***** Input material *****
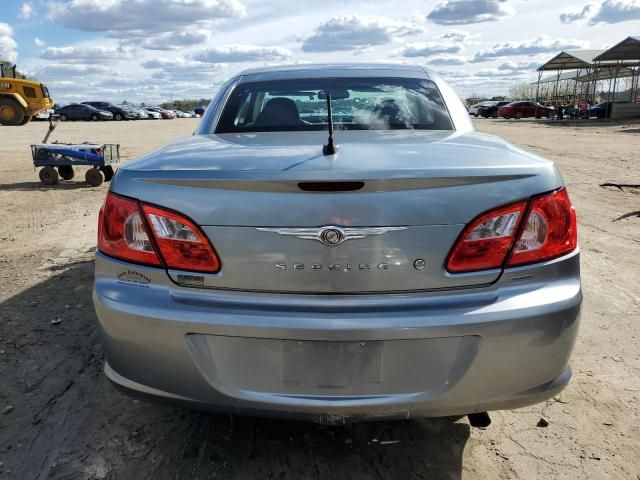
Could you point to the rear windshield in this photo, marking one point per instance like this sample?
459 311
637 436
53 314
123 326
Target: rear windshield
357 104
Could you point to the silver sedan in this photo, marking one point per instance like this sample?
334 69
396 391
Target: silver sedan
337 243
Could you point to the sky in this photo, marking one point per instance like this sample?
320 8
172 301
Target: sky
158 50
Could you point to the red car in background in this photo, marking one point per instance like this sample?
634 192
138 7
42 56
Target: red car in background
524 110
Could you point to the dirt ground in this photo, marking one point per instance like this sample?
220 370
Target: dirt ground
60 419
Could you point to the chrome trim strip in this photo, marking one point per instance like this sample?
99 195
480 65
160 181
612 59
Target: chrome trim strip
320 233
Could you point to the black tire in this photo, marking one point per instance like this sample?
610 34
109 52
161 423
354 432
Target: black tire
66 172
108 172
11 112
48 175
94 177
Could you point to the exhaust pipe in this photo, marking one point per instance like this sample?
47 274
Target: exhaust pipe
479 419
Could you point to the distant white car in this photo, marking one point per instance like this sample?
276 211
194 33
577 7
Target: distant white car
152 114
473 109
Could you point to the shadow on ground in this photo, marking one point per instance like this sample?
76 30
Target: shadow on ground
62 185
67 422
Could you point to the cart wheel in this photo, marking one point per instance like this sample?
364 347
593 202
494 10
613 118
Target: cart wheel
66 172
108 172
48 175
94 177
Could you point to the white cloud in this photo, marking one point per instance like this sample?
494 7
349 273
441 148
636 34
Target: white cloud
448 60
180 68
577 15
428 49
614 11
241 53
456 36
141 15
462 12
8 46
65 71
26 11
175 40
542 44
86 54
518 66
355 33
609 11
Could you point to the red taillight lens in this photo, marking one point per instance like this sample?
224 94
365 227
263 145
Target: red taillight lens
551 230
154 236
122 232
486 242
182 245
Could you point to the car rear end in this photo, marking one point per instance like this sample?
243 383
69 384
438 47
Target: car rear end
506 111
437 277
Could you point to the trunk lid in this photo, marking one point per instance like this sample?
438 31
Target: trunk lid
405 196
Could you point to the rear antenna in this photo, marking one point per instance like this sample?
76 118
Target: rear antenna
330 148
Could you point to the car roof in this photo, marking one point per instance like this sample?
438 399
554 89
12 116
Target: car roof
350 70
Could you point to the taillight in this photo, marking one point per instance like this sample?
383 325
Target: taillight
486 242
122 232
549 231
152 235
182 245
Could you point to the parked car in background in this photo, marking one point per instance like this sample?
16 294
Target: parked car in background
525 109
142 113
135 112
119 113
282 274
44 114
603 110
473 109
152 114
165 114
487 111
80 111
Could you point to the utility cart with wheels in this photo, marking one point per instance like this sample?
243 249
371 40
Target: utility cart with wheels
58 160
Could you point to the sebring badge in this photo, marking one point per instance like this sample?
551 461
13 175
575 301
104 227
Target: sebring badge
332 235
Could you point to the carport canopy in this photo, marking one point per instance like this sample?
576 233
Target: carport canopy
627 51
571 60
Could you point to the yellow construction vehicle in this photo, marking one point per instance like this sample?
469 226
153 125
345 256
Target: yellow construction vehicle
20 98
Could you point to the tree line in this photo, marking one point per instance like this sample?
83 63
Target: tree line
185 105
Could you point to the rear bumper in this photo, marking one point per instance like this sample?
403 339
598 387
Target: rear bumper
335 358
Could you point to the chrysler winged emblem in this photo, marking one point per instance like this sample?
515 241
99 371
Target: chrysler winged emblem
332 235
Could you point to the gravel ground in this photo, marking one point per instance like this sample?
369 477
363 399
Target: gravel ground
60 418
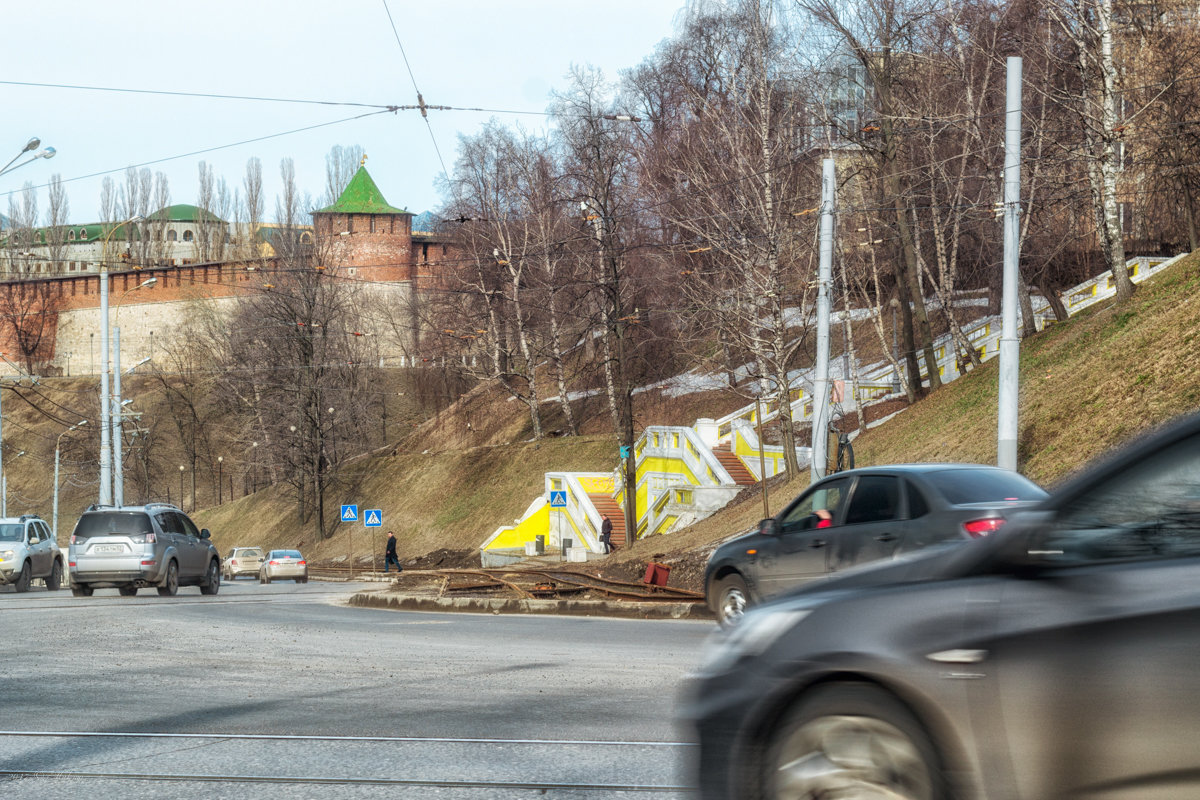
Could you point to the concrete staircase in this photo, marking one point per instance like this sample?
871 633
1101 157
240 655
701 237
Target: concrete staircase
607 507
733 465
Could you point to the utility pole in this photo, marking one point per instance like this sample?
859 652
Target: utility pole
617 328
825 278
1009 344
106 452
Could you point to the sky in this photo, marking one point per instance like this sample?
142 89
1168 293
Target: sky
507 55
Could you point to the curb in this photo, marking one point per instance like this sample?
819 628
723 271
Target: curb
562 607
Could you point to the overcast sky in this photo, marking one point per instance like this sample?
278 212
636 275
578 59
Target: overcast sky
495 54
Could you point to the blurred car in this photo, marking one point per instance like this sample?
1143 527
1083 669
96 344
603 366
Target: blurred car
283 565
243 560
28 551
1054 659
133 547
858 516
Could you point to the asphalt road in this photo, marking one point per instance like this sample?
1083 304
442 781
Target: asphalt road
285 691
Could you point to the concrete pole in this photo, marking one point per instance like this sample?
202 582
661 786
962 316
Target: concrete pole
106 452
1009 343
118 461
825 277
54 522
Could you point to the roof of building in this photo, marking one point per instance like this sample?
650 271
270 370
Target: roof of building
184 212
361 196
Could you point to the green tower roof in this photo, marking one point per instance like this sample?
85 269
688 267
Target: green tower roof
360 196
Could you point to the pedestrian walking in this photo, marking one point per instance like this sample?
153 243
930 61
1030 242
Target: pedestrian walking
390 554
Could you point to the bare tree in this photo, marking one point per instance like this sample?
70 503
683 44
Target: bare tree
*****
● Work task:
Given the listing, work out the number of lines in which the word "bare" is found, and supply only that number.

● Response to the exercise:
2